Data shown
§
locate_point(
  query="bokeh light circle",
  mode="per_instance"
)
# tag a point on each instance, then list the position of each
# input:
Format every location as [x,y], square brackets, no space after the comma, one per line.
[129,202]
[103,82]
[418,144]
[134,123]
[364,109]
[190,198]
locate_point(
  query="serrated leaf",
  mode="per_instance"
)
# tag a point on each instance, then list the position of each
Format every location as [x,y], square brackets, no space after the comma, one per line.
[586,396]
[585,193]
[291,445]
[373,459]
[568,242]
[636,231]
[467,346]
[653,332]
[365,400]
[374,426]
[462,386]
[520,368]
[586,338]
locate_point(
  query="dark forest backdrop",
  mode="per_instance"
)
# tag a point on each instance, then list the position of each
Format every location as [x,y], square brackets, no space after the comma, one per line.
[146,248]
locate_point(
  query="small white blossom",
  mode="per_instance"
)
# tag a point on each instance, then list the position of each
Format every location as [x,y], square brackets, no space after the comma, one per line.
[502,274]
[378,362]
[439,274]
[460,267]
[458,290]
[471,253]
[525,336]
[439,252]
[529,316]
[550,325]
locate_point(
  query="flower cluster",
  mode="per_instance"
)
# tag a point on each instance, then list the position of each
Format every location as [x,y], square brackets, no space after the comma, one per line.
§
Retype all of the lines above, keeping every character the same.

locate_point(
  query="bokeh light circle",
  mode="per_instance"
)
# tag a point on each instance, then list the position of each
# input:
Format every location as [x,y], square brackets, no space after the comma, one per line.
[129,202]
[103,82]
[418,144]
[134,123]
[364,109]
[190,198]
locate_point(
  query="serrated leaf",
  mode="per_instance"
)
# tag a point on each instance, then list the position of each
Format every location as [x,y], square brackets, no space after the comma, one per line.
[586,396]
[585,193]
[291,445]
[373,459]
[568,242]
[636,231]
[467,346]
[653,332]
[365,400]
[374,426]
[462,386]
[520,368]
[586,338]
locate_point(
  query="dark forest backdrop",
  mode="per_instance"
)
# tag a point on each instance, then list the position of each
Format every location as [x,y], square brackets, no space after the comma, one per line.
[146,248]
locate_point(
  query="small white blossom",
  mode="per_instance"
)
# tag a point on each instance, then list the position of each
Format every location as [x,y], square brackets, no space after the comma, one per line.
[502,274]
[378,362]
[439,274]
[460,267]
[458,290]
[471,253]
[525,336]
[439,252]
[529,316]
[550,325]
locate_point(
  query="flower cluster",
  mode="per_instance"
)
# tag a point on each instance, then list the position of each
Format every location as [x,y], square brackets, no space after the comma, one per line.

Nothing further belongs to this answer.